>> Begin

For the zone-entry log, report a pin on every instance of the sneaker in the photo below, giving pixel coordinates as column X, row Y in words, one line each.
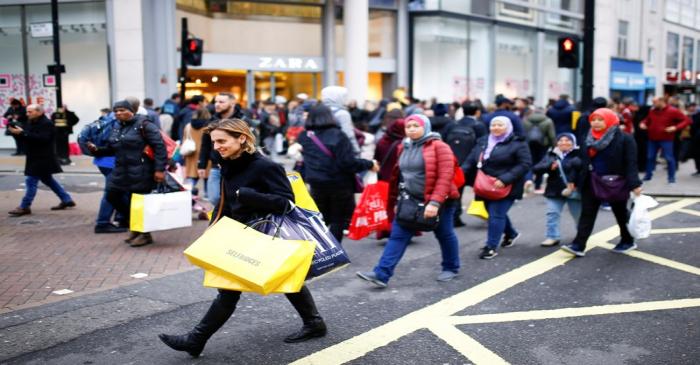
column 487, row 253
column 624, row 247
column 509, row 241
column 372, row 278
column 446, row 276
column 549, row 242
column 64, row 205
column 574, row 250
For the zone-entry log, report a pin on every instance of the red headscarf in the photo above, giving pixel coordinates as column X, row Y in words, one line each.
column 610, row 118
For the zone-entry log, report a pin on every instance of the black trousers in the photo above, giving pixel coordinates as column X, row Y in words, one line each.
column 337, row 205
column 589, row 211
column 121, row 201
column 225, row 303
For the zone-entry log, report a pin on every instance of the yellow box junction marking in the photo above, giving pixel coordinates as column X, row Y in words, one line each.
column 440, row 317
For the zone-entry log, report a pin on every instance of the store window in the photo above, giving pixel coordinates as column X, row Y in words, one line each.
column 672, row 50
column 83, row 52
column 514, row 64
column 440, row 58
column 622, row 33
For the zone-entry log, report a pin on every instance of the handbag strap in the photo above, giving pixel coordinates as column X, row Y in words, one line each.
column 320, row 144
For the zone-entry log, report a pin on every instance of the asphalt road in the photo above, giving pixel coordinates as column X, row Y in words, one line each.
column 530, row 305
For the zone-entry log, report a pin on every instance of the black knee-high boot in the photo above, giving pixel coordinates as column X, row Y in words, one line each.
column 219, row 312
column 313, row 326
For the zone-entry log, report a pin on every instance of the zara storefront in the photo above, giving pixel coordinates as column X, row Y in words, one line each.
column 480, row 48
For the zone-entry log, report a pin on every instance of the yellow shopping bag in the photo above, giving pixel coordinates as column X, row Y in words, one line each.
column 478, row 208
column 302, row 198
column 258, row 261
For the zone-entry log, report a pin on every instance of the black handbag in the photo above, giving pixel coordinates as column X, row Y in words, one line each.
column 410, row 214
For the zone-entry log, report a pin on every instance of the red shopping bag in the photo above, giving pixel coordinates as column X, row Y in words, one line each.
column 370, row 213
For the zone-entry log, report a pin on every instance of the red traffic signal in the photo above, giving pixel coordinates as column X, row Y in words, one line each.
column 193, row 51
column 568, row 52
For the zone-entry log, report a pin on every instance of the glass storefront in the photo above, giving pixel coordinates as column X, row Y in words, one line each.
column 83, row 52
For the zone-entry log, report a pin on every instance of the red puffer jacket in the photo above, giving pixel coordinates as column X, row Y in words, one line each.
column 439, row 173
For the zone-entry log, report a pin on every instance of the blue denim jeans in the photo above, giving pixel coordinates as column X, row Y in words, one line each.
column 32, row 183
column 400, row 237
column 104, row 214
column 499, row 223
column 554, row 208
column 214, row 186
column 667, row 148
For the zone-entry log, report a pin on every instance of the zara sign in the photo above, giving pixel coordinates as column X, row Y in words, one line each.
column 288, row 63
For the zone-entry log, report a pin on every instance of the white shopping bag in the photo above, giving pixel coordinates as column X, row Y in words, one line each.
column 157, row 212
column 639, row 224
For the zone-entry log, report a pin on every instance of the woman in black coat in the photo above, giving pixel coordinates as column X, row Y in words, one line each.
column 331, row 175
column 134, row 173
column 505, row 156
column 565, row 157
column 608, row 155
column 253, row 187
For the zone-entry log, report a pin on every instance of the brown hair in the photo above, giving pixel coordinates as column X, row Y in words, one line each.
column 235, row 128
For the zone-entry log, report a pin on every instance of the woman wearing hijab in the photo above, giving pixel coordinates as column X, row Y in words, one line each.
column 563, row 166
column 506, row 157
column 609, row 174
column 386, row 154
column 426, row 171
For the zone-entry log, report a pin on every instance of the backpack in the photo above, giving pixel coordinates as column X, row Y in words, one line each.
column 535, row 136
column 461, row 139
column 97, row 132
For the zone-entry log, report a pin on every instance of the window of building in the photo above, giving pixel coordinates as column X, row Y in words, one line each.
column 673, row 11
column 622, row 32
column 672, row 50
column 687, row 58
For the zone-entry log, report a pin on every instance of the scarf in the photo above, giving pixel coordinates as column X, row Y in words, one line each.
column 494, row 140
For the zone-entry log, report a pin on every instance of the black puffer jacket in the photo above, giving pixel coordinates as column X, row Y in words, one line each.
column 133, row 171
column 323, row 170
column 510, row 161
column 254, row 187
column 572, row 168
column 38, row 136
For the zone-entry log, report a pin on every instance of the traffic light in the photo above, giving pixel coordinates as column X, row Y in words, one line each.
column 193, row 51
column 568, row 52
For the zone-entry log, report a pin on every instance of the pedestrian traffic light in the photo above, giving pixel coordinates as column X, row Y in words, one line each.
column 193, row 51
column 568, row 52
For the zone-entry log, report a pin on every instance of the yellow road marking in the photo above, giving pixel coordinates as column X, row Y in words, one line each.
column 690, row 211
column 433, row 315
column 675, row 230
column 659, row 260
column 575, row 312
column 466, row 345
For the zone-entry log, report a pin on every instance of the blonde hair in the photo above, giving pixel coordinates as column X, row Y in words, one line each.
column 235, row 128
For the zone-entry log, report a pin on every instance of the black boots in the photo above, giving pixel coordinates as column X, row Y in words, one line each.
column 314, row 326
column 219, row 312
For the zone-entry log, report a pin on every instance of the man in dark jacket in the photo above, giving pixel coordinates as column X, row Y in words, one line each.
column 560, row 113
column 16, row 114
column 503, row 106
column 41, row 162
column 133, row 172
column 63, row 120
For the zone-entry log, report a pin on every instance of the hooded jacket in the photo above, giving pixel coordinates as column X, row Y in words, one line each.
column 334, row 97
column 509, row 161
column 439, row 173
column 560, row 113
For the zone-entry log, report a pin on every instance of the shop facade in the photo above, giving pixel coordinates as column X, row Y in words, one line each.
column 478, row 49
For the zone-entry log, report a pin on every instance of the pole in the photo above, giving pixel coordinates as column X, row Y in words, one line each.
column 56, row 53
column 183, row 63
column 588, row 39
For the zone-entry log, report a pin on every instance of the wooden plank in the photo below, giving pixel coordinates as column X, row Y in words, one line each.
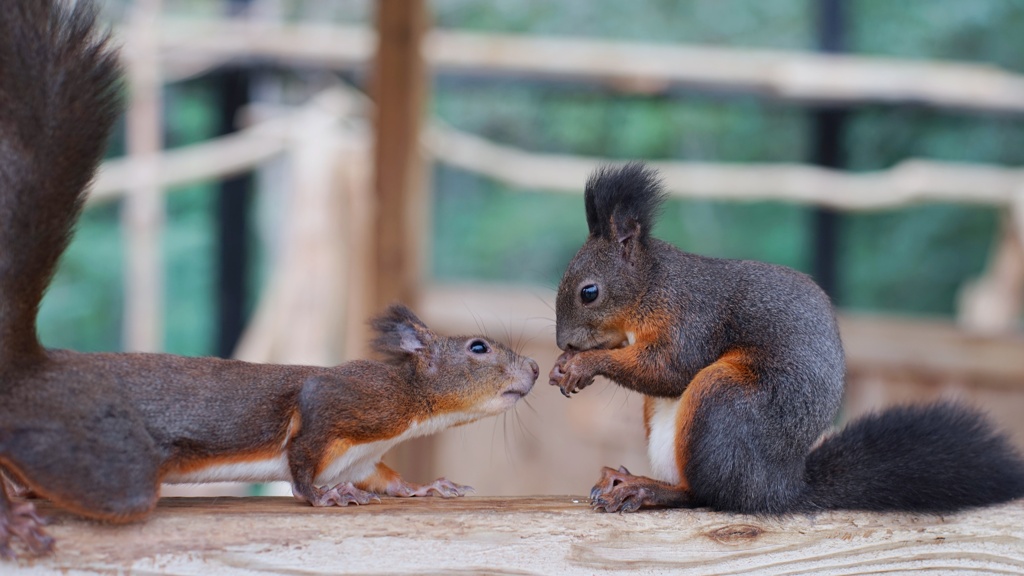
column 632, row 67
column 529, row 535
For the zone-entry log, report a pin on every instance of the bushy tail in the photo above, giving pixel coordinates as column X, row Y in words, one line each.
column 58, row 99
column 933, row 458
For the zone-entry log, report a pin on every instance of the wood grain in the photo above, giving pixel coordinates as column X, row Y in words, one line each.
column 527, row 535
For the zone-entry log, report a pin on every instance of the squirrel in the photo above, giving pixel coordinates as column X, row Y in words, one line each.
column 96, row 434
column 741, row 371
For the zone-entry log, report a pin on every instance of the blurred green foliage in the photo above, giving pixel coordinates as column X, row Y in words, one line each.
column 909, row 260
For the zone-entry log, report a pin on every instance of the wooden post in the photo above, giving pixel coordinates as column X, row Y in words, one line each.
column 142, row 214
column 398, row 89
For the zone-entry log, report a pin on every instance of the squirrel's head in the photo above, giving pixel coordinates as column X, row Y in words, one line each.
column 604, row 282
column 472, row 376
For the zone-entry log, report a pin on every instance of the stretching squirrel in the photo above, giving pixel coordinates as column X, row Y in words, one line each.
column 741, row 369
column 96, row 434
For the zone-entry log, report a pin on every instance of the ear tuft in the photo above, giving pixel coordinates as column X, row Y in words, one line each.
column 622, row 202
column 400, row 333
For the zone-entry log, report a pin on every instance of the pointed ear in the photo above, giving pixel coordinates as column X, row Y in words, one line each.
column 628, row 233
column 622, row 203
column 400, row 333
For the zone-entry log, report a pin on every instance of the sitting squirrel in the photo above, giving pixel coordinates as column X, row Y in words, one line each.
column 96, row 434
column 741, row 369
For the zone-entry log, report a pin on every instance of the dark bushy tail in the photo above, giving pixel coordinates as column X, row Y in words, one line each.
column 58, row 99
column 933, row 458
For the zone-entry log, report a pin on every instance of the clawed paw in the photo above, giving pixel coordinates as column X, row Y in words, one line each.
column 568, row 375
column 443, row 488
column 344, row 494
column 614, row 493
column 22, row 523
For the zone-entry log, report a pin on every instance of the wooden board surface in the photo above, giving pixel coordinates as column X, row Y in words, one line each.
column 527, row 535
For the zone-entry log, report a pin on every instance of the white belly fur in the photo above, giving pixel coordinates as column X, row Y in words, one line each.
column 269, row 469
column 354, row 465
column 662, row 442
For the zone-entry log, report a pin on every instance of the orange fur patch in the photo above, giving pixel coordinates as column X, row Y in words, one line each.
column 731, row 368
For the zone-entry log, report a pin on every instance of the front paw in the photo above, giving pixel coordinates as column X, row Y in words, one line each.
column 570, row 374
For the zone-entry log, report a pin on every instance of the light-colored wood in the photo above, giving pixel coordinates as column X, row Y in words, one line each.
column 992, row 303
column 910, row 181
column 398, row 88
column 630, row 67
column 142, row 213
column 301, row 317
column 530, row 535
column 399, row 80
column 230, row 154
column 889, row 360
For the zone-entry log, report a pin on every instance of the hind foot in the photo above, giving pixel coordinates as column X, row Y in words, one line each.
column 619, row 491
column 18, row 522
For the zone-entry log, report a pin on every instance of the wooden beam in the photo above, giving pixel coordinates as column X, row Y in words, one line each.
column 528, row 535
column 142, row 213
column 929, row 348
column 195, row 43
column 398, row 86
column 398, row 90
column 910, row 181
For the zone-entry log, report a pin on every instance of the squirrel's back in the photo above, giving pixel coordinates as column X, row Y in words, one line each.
column 58, row 100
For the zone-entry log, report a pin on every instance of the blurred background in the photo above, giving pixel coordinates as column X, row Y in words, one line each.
column 288, row 168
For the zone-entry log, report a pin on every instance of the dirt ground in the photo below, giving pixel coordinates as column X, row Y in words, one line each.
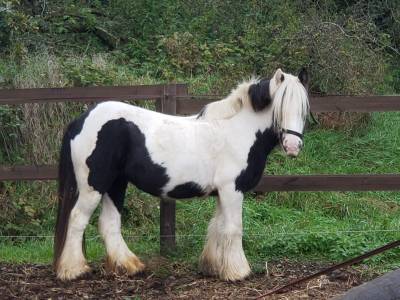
column 163, row 280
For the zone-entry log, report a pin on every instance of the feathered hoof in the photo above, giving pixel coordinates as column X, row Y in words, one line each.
column 234, row 275
column 131, row 265
column 72, row 272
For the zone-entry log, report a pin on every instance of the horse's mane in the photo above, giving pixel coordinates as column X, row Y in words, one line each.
column 229, row 106
column 290, row 88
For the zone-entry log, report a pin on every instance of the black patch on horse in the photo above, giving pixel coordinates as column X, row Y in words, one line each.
column 186, row 190
column 202, row 112
column 256, row 160
column 259, row 95
column 121, row 155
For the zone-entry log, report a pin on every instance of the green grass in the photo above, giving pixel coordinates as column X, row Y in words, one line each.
column 323, row 226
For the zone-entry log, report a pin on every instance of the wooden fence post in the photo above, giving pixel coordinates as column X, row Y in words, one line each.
column 168, row 208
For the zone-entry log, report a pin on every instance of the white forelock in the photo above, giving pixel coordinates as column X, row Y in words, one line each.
column 291, row 99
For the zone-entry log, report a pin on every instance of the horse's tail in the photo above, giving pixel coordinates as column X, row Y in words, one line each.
column 67, row 195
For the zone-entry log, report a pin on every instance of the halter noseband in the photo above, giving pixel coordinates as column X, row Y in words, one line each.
column 288, row 131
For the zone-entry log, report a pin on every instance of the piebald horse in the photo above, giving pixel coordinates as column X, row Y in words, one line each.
column 223, row 149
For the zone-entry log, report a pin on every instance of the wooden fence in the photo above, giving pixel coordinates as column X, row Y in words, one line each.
column 174, row 99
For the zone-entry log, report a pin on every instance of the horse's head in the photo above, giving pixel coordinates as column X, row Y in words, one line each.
column 290, row 109
column 287, row 96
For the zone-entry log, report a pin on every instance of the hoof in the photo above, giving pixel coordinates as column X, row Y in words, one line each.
column 131, row 265
column 72, row 272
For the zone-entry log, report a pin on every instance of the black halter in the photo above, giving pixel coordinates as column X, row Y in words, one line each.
column 288, row 131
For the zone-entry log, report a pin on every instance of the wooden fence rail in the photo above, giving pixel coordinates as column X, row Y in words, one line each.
column 174, row 99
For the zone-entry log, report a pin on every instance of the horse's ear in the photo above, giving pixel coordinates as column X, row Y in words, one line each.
column 304, row 77
column 259, row 95
column 279, row 77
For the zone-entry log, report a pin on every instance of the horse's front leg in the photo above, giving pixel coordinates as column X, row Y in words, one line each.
column 223, row 253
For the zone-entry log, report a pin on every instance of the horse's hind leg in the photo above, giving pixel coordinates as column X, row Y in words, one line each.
column 72, row 261
column 119, row 257
column 223, row 253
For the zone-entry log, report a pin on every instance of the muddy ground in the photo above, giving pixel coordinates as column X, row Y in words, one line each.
column 162, row 280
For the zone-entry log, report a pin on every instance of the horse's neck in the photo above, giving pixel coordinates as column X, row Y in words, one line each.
column 248, row 128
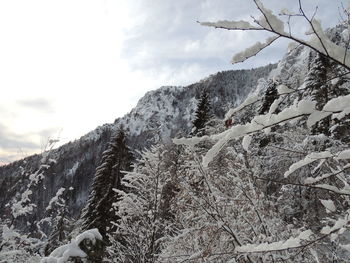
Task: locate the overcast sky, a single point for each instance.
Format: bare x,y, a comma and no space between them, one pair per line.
67,66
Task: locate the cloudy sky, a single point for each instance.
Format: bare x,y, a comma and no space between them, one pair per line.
67,66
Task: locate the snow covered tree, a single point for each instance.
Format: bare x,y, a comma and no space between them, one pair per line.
202,114
144,211
116,160
318,173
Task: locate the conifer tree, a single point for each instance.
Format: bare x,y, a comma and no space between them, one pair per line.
116,159
202,114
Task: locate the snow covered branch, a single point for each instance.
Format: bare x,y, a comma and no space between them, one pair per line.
269,22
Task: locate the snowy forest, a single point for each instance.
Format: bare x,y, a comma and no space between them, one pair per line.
204,173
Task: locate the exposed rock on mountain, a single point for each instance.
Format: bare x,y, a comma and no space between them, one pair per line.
159,115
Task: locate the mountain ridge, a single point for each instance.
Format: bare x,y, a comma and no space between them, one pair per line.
159,115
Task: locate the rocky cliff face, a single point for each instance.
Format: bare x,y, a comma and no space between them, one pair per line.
159,115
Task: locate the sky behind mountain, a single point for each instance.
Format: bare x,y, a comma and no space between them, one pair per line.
68,66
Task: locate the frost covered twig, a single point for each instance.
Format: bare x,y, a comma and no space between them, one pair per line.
269,22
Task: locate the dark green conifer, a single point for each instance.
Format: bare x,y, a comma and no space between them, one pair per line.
202,115
98,212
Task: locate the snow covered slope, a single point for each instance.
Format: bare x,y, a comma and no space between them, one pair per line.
159,115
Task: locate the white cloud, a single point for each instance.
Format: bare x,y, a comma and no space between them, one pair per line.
89,61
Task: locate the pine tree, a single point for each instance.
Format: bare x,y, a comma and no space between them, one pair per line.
115,160
202,114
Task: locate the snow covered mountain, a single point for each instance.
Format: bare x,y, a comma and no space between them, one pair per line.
159,115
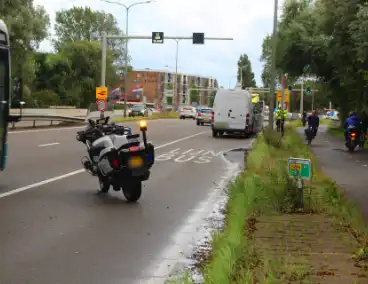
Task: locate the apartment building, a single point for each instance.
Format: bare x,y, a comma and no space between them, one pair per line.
157,86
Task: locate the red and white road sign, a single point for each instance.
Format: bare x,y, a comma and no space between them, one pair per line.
101,105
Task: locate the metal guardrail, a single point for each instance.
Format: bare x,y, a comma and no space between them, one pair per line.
51,118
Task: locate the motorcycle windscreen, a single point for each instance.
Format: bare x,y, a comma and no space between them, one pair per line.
93,112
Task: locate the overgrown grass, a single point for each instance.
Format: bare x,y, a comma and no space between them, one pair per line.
266,189
164,115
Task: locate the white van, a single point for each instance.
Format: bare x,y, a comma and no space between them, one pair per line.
232,112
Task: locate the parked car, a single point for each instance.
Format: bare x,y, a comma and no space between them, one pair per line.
138,110
204,115
188,112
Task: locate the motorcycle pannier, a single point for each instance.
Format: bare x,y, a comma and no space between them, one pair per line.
105,164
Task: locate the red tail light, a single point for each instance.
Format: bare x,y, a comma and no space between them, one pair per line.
115,164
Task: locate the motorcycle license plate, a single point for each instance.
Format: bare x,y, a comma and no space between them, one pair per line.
135,162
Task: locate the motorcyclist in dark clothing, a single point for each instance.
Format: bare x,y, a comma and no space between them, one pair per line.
313,122
304,118
352,120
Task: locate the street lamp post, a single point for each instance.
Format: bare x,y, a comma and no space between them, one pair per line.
273,66
241,68
127,8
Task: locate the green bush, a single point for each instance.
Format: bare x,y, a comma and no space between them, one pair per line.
45,98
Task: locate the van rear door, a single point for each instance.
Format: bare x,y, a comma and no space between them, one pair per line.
237,113
220,109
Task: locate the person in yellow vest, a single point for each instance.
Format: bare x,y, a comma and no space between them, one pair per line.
281,115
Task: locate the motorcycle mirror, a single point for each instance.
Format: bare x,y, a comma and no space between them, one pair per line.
143,125
91,122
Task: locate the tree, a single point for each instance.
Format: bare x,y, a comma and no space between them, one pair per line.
245,74
85,60
318,38
45,98
84,24
27,26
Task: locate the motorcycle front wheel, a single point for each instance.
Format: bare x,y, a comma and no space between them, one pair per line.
133,191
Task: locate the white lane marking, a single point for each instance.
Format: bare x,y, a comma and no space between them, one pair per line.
49,144
50,180
181,139
40,183
173,257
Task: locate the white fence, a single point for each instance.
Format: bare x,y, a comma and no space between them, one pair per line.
52,112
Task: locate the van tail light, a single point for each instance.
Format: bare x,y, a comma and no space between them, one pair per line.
134,148
115,164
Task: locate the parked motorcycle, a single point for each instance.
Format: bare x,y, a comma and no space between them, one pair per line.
117,157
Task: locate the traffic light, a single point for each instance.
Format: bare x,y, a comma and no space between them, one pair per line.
308,91
198,38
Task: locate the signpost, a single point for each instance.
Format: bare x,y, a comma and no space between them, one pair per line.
101,105
157,37
101,99
286,96
300,169
101,93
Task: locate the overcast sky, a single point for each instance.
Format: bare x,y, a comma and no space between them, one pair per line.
247,21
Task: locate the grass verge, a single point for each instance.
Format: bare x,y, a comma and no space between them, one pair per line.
165,115
266,239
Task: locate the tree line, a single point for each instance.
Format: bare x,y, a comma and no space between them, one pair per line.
69,75
324,42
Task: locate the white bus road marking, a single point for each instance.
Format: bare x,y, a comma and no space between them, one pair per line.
49,144
196,156
50,180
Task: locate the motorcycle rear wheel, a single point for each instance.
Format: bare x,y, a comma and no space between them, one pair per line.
132,192
104,185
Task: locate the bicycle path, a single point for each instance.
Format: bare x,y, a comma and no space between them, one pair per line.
348,169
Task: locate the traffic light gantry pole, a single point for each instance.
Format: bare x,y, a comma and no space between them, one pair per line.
157,38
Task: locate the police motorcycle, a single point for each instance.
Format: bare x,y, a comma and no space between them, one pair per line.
117,157
354,138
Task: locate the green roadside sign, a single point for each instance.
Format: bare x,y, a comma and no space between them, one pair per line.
300,168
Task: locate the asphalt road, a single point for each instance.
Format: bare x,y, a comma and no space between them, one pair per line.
55,229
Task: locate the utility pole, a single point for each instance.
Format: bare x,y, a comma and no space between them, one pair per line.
273,66
302,97
176,94
127,8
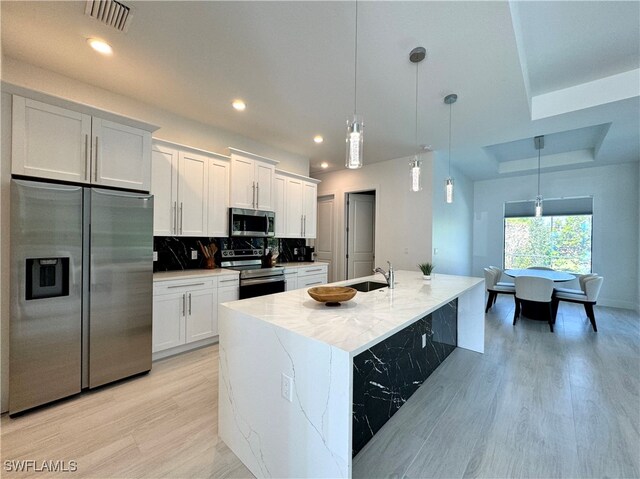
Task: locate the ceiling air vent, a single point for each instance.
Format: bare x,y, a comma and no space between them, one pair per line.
111,13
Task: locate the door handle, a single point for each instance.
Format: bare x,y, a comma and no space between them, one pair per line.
86,158
97,160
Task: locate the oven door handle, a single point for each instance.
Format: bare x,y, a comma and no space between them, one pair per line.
251,282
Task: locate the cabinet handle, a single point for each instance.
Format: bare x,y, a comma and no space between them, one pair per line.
96,158
86,158
185,285
253,194
174,220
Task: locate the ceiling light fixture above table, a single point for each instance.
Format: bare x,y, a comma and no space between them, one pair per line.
416,56
538,142
448,183
355,126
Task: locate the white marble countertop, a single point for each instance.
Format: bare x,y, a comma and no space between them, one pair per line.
301,264
192,273
367,318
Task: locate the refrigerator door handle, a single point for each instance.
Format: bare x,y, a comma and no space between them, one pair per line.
87,166
96,159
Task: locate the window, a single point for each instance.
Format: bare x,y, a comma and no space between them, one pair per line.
560,242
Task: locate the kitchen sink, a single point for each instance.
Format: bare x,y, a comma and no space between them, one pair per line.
367,286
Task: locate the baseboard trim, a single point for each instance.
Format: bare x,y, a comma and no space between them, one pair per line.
183,348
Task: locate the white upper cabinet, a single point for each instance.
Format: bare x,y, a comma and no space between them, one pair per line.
280,205
191,191
164,187
59,143
252,177
309,209
218,222
193,188
296,200
122,155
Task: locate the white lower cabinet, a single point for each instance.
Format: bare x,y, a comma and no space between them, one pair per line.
186,311
305,276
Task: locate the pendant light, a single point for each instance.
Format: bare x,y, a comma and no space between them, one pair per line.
416,56
355,126
448,183
538,142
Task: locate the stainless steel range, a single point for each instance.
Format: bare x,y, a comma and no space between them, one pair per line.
254,279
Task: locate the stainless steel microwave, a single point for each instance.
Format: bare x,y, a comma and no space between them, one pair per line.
255,223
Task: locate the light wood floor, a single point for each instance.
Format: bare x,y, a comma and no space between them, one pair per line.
535,404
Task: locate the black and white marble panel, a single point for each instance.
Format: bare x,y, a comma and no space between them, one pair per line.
386,375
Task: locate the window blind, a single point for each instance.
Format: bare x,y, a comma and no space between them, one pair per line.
582,205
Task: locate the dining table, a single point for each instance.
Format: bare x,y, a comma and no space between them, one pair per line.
556,276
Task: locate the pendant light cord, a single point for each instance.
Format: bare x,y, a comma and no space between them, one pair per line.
538,169
450,113
355,75
416,133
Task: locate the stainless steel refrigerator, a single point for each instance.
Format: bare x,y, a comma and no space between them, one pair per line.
81,289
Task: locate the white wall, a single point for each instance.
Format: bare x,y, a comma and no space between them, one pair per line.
452,223
615,222
403,218
172,127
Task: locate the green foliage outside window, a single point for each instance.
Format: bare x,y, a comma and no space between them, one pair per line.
559,242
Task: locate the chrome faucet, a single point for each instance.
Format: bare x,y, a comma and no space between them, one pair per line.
389,276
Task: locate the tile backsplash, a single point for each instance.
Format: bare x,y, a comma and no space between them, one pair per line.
174,253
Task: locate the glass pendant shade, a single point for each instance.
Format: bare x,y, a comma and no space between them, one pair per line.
538,206
355,130
448,190
414,172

>> End

EXERCISE DESCRIPTION: Render the lines above as a Markdown table with two columns, Number and Line, starting with the line that contains "of the window" and going on through the line that contains "column 494, row 140". Number each row, leave out blank lines, and include only those lines.

EXERCISE ANSWER:
| Number | Line |
|---|---|
| 1 | For the zone-entry log, report a pin on every instance of the window of building in the photo above, giving pixel coordinates as column X, row Y in words, one line each. |
| 2 | column 673, row 11 |
| 3 | column 622, row 32 |
| 4 | column 672, row 50 |
| 5 | column 687, row 58 |
| 6 | For the zone-entry log, report a pin on every instance of the scarf in the photo above, giving pixel coordinates as column X, row Y in words, one line each. |
| 7 | column 494, row 140 |